— Extracted text —
====================

India Tightens Belt: Modi’s Plea for Economic Prudence Amid Global Shocks
Prime Minister Narendra Modi has called upon Indians to adopt a new era of economic austerity, urging citizens to curtail non-essential spending and activities as the nation grapples with the escalating economic fallout from the ongoing conflict in Iran. In an appeal reminiscent of the pandemic era, Modi encouraged working from home where possible, avoiding foreign travel, reducing gold purchases, and consuming less fuel, framing these actions as vital for national economic survival.
India’s economy faces significant vulnerability due to its heavy reliance on energy imports, sourcing approximately 90% of its crude oil and half of its gas needs from abroad. The sustained closure of the Strait of Hormuz, a critical global oil chokepoint, for over two months has drastically inflated India’s import bills by billions of dollars. This has translated into tangible impacts for consumers, with airfares surging due to rising fuel costs and overseas holidays becoming considerably more expensive. In response, the government has also targeted gold imports, a consistent drain on foreign exchange, by sharply increasing import duties on both gold and silver to 15%.

====================

— Directions —
A. Condense the paragraph of the article on India's austerity push that begins "India’s economy faces significant vulnerability" into a shorter version that keeps its main facts.
B. From the article on India's austerity push, reproduce the passage between "India Tightens Belt: Modi’s" and "national economic survival.", inclusive, substituting "overseas travel" for "foreign travel".
Rely only on the article on India's austerity push.

Saved entries

====================

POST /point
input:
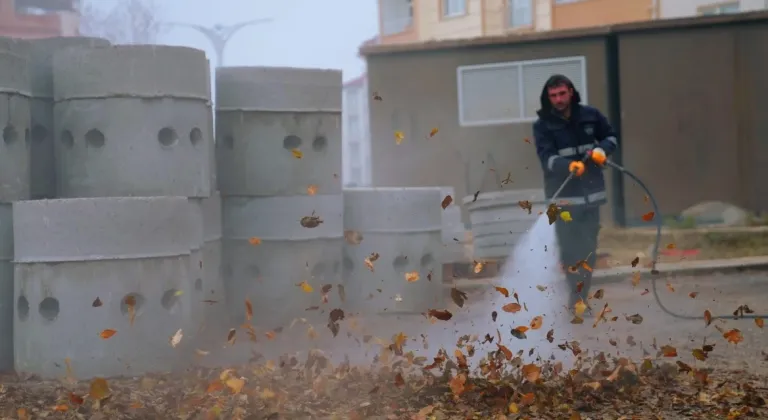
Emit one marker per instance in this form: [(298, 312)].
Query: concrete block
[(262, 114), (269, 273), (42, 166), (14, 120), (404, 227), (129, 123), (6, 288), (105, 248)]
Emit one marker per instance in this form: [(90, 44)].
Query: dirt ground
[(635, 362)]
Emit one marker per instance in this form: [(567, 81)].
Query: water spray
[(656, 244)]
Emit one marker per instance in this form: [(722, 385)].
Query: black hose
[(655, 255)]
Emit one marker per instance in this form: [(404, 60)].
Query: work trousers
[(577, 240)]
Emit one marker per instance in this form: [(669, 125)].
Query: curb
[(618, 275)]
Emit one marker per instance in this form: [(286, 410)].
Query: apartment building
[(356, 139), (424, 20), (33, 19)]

====================

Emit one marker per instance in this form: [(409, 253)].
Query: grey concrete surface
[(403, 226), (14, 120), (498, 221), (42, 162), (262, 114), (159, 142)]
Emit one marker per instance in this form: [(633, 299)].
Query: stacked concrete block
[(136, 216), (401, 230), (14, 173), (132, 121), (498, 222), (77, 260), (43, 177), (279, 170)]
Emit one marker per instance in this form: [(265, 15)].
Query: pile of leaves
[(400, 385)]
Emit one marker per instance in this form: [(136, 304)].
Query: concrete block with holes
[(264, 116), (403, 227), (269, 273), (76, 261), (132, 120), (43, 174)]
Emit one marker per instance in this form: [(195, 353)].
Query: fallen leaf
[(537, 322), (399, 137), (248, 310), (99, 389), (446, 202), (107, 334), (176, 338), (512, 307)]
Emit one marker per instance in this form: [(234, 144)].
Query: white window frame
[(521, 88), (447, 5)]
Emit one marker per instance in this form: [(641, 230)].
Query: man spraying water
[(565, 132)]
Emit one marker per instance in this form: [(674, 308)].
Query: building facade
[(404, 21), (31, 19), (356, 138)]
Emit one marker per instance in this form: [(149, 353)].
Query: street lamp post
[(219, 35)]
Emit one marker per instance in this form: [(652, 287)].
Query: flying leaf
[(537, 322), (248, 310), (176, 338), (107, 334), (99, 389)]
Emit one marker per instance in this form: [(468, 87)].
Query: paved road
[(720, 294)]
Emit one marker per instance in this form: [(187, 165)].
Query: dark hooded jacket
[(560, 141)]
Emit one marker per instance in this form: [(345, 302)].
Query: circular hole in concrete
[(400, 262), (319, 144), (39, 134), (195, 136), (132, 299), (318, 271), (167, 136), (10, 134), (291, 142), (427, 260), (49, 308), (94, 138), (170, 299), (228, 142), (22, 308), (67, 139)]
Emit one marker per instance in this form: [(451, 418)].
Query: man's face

====================

— Answers for this exercise —
A. India imports about 90% of its crude oil and half of its gas, which leaves its economy vulnerable. The Strait of Hormuz has been closed for over two months, raising India's import bills by billions of dollars and driving up airfares and the cost of overseas holidays. The government has also raised import duties on gold and silver to 15% to curb the drain on foreign exchange.

B.
India Tightens Belt: Modi’s Plea for Economic Prudence Amid Global Shocks
Prime Minister Narendra Modi has called upon Indians to adopt a new era of economic austerity, urging citizens to curtail non-essential spending and activities as the nation grapples with the escalating economic fallout from the ongoing conflict in Iran. In an appeal reminiscent of the pandemic era, Modi encouraged working from home where possible, avoiding overseas travel, reducing gold purchases, and consuming less fuel, framing these actions as vital for national economic survival.